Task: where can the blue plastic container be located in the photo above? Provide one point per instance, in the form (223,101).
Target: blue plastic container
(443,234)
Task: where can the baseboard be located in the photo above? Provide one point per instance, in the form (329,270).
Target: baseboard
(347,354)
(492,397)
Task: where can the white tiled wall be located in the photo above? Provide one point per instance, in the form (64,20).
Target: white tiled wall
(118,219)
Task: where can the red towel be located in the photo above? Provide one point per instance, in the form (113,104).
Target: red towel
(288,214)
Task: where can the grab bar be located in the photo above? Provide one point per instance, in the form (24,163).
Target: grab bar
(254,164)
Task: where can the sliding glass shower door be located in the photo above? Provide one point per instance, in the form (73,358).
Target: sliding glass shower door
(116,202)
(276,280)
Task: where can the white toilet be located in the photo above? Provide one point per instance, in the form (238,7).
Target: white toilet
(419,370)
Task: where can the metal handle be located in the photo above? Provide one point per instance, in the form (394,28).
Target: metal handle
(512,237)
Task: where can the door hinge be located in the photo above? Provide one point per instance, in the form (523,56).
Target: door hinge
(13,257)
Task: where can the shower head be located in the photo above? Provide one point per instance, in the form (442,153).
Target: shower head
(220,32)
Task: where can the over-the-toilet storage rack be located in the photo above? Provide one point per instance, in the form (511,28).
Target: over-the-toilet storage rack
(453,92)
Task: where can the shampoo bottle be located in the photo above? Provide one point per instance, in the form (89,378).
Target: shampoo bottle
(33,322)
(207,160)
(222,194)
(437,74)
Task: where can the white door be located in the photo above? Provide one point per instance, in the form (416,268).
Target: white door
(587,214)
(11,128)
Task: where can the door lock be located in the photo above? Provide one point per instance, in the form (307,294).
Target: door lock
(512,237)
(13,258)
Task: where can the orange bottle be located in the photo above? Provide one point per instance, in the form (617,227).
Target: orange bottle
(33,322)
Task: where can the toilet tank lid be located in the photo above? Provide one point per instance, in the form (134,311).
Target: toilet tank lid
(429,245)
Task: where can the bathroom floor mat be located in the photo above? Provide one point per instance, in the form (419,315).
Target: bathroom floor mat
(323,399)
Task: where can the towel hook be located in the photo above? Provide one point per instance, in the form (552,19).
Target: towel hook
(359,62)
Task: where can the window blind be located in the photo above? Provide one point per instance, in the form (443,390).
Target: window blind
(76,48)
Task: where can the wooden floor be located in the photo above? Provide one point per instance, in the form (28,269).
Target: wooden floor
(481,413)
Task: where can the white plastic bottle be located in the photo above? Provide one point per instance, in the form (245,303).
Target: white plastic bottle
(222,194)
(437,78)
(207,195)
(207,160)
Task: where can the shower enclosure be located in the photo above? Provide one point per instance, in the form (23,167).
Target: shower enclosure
-------------------------
Do this:
Return everything from the line containing "Task: where can the toilet" down to the end of the records above, copied exactly.

Exercise response:
Task: where can the toilet tank lid be located in the photo above? Provide one point per instance, in the form (134,311).
Target: toilet tank lid
(429,245)
Task: where can the bathroom floor mat be located in the photo above? Provide one point per instance, in the form (419,315).
Target: bathroom floor mat
(323,399)
Task: where can the towel hook be located in the photo above? Provide one point per instance, in the form (552,19).
Target: towel hook
(359,62)
Task: where can the window blind be located in the photo above? Provide one point per instance, in the form (443,390).
Target: window blind
(76,48)
Task: where can the wooden floor be located in the photo above? Provide one point per instance, in the form (28,269).
Target: wooden floor
(481,413)
Task: where can the white plastic bottle be located in the photo above? Provide one point per instance, in the form (245,303).
Target: white plastic bottle
(222,194)
(437,78)
(207,195)
(207,160)
Task: where can the shower enclosure be located in the photo above? Provide one point per instance, in the form (23,167).
Target: shower enclosure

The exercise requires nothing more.